→ **EXERCISE**: Every line from the one containing "Question. The photograph above contains instances of the wall" through the end of the data is to be copied exactly, and nothing outside that range.

→ **GIVEN DATA**:
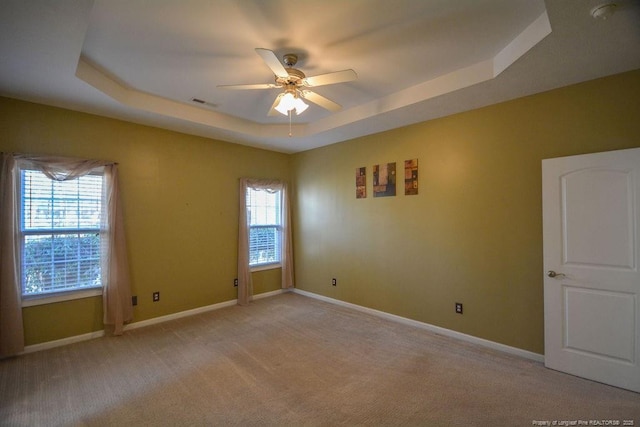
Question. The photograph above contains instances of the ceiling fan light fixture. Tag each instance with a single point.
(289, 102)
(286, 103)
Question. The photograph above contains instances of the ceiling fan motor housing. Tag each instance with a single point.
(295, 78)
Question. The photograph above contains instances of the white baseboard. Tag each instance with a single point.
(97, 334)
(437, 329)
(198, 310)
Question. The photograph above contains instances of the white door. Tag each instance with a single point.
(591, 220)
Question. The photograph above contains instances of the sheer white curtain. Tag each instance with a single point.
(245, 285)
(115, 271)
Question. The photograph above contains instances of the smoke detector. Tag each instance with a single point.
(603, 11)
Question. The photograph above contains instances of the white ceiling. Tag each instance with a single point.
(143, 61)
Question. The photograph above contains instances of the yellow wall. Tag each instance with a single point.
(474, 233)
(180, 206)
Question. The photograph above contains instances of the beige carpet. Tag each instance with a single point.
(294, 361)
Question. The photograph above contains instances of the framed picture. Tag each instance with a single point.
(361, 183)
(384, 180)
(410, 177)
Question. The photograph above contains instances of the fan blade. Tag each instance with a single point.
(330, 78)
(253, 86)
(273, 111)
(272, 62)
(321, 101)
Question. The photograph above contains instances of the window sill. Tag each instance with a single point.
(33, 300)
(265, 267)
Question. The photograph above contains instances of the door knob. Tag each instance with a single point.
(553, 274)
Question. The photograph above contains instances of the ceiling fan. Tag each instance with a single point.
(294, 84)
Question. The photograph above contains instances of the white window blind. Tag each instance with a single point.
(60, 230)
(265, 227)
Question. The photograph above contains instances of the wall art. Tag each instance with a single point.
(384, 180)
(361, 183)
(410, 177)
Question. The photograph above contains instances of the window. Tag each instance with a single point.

→ **ANSWER TO THE EXERCISE**:
Question. The photograph above contains instances of the wall art. Tag each instance with a single point.
(384, 180)
(361, 183)
(410, 177)
Question. The photograph above contains instances of the window. Tag each instance with a single point.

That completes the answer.